- **WHAT IS REQUIRED**
When you reproduce these records, keep every word exactly and drop the images.

Collected data entries
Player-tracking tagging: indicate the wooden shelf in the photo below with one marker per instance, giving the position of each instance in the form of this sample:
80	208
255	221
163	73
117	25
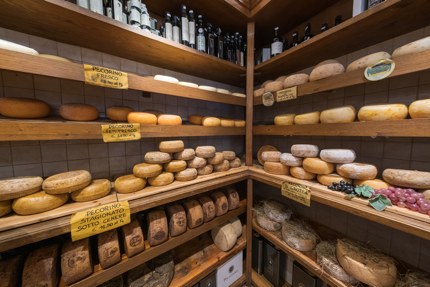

- **ANSWER FOR THIS EXERCISE**
Player-tracking tagging: indicate the wooden shelf in the photo below with one marker per instance, giving the position of each instance in the form of this sample:
80	208
255	221
163	73
117	25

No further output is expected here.